- _About this task_
When the line containing "Query: car windshield" appears in the entries below, begin printing there and stop after the line containing "written like [104,50]."; print each of those lines exactly and no other line.
BEGIN Provided material
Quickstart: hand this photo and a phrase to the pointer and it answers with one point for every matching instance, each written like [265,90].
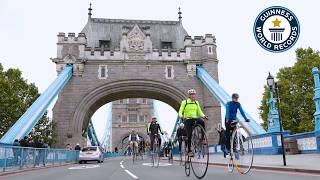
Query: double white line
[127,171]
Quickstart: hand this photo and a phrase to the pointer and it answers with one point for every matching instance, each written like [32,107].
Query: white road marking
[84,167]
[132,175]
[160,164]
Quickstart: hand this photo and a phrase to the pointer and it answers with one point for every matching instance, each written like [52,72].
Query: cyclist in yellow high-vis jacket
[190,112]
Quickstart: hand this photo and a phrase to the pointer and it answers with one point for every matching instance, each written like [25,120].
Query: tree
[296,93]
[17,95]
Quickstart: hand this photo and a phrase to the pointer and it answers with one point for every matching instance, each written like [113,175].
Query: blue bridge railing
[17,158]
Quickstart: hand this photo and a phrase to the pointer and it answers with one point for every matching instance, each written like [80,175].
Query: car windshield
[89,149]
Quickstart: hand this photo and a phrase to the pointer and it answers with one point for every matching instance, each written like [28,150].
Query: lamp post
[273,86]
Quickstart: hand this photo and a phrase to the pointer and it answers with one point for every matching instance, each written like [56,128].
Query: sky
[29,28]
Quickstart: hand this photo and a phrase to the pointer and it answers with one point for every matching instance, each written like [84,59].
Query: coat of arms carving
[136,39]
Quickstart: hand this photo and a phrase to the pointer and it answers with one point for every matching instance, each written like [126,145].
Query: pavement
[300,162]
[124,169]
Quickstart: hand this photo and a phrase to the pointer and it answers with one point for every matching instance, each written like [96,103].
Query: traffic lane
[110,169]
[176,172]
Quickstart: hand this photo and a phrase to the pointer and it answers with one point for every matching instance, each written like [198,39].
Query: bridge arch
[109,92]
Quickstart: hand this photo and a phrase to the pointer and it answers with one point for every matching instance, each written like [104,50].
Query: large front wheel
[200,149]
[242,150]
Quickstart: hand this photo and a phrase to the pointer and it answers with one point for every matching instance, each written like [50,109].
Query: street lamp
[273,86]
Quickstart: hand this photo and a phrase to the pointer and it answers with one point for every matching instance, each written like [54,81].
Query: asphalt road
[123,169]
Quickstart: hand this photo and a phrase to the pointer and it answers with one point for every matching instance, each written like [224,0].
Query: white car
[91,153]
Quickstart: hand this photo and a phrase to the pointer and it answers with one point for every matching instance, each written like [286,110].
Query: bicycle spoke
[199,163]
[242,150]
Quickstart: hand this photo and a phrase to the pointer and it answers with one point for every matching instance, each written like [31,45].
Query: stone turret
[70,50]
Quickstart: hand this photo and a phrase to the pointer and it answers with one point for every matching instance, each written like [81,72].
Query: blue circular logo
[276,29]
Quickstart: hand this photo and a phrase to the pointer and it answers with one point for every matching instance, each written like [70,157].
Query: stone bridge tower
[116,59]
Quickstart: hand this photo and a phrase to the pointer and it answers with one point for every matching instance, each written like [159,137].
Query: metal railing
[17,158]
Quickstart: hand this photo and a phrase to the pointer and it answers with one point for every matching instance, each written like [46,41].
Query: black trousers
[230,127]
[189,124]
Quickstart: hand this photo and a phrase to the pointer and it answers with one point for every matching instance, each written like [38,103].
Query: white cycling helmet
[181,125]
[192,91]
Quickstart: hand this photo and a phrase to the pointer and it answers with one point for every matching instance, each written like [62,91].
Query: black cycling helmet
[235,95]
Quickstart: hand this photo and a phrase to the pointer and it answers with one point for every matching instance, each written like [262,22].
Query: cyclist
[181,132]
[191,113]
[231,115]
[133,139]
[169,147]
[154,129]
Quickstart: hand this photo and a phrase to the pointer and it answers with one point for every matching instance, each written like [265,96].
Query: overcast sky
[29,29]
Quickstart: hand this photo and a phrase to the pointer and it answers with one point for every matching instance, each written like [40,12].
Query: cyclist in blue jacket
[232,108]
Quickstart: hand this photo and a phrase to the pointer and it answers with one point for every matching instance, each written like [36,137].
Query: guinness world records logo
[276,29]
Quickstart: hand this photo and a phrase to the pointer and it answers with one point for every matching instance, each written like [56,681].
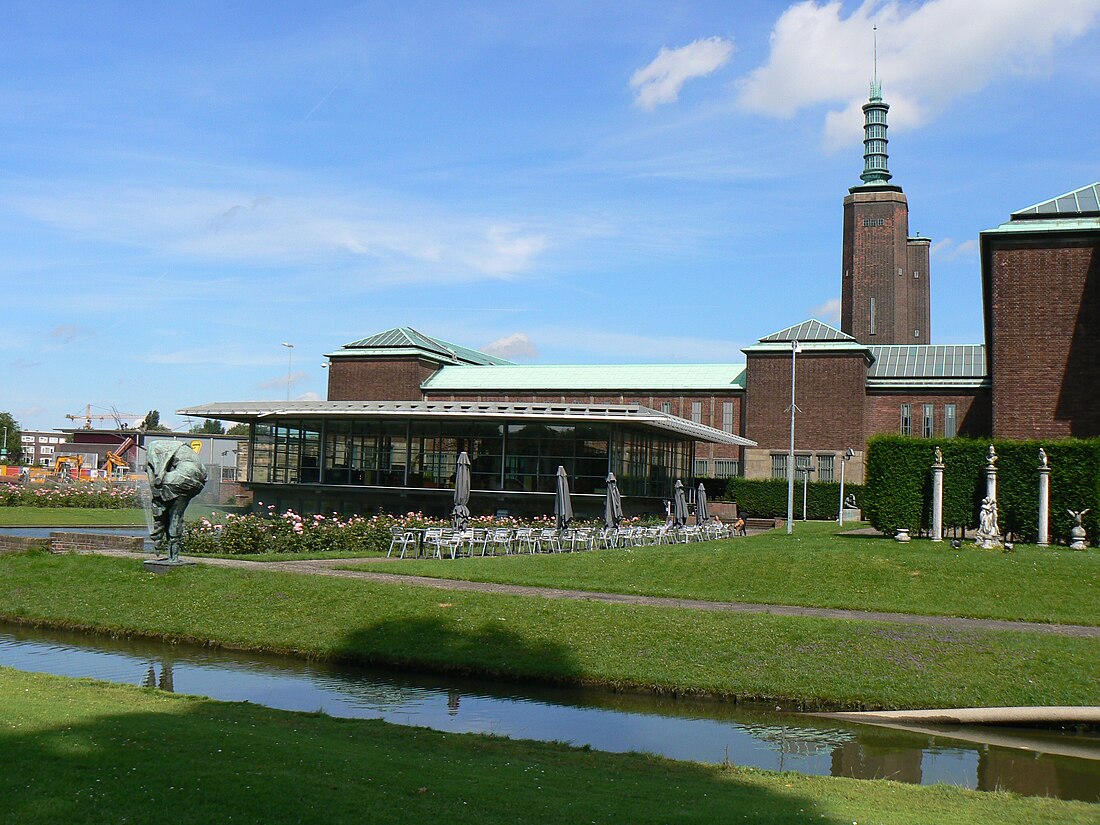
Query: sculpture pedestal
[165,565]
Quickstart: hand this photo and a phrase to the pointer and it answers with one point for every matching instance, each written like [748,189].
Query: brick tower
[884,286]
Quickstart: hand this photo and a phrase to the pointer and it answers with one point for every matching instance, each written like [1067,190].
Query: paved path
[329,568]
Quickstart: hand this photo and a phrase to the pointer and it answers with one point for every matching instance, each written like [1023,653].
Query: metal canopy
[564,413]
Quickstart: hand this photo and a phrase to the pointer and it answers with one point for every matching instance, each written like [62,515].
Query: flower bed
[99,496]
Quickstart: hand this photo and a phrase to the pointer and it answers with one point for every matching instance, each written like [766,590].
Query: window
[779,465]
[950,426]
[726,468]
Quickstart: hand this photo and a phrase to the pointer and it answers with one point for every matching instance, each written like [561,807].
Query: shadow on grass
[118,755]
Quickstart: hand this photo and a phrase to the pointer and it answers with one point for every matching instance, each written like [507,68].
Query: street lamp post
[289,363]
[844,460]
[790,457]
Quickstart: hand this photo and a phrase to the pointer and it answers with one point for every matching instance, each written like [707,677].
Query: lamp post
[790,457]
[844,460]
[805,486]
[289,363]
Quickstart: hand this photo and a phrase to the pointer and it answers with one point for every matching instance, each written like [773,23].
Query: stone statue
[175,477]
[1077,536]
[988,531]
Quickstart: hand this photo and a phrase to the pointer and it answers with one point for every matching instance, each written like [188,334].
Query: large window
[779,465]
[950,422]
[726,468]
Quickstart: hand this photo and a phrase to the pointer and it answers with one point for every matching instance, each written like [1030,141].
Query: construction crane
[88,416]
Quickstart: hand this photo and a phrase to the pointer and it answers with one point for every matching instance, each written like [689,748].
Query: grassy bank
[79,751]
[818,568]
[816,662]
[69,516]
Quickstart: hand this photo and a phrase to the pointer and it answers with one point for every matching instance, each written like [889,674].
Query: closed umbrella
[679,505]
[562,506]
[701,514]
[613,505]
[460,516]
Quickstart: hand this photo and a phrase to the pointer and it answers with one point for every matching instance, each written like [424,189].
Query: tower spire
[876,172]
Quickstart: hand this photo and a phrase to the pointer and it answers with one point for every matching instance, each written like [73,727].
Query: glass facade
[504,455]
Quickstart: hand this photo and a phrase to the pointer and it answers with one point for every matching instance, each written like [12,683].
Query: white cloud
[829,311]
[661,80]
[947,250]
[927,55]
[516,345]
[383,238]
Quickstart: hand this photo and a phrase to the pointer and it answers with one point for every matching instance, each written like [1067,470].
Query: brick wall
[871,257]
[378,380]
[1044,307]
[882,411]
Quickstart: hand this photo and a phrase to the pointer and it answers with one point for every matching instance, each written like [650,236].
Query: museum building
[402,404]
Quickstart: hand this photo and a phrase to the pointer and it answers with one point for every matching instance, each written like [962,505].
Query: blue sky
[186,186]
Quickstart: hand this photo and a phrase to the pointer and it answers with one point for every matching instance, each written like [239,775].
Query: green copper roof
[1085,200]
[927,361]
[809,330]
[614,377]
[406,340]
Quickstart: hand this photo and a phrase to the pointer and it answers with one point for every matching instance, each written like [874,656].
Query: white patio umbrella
END Provided material
- _Worked solution_
Query: car windshield
[89,149]
Quickstart: hand this photo and a phrase to the pointer and it answers with one point for every matching instance, each written like [28,150].
Query: lamp post
[273,86]
Quickstart: hand this photo and a phrase to the pointer and it answers with one point for every matching instance, each written like [56,128].
Query: sky
[29,28]
Quickstart: hand this photo and a phrase to the pointer and it answers with one point for every matching instance, each written like [84,59].
Query: coat of arms carving
[136,39]
Quickstart: hand this photo and a phrase to the pointer and it answers with one point for every matching instance, each written like [126,145].
Query: pavement
[300,162]
[124,169]
Quickstart: hand this photo and a phrase to the pointer and it answers with one point for every matching instance, each written like [96,103].
Query: traffic lane
[110,169]
[176,172]
Quickstart: hand this photo and a phrase to the pointer and it answers with one point for every matching instance, each written like [198,39].
Query: bridge arch
[109,92]
Quickstart: hand this photo and a phrase to the pointer and it answers with one point for every matching instance, each written like [104,50].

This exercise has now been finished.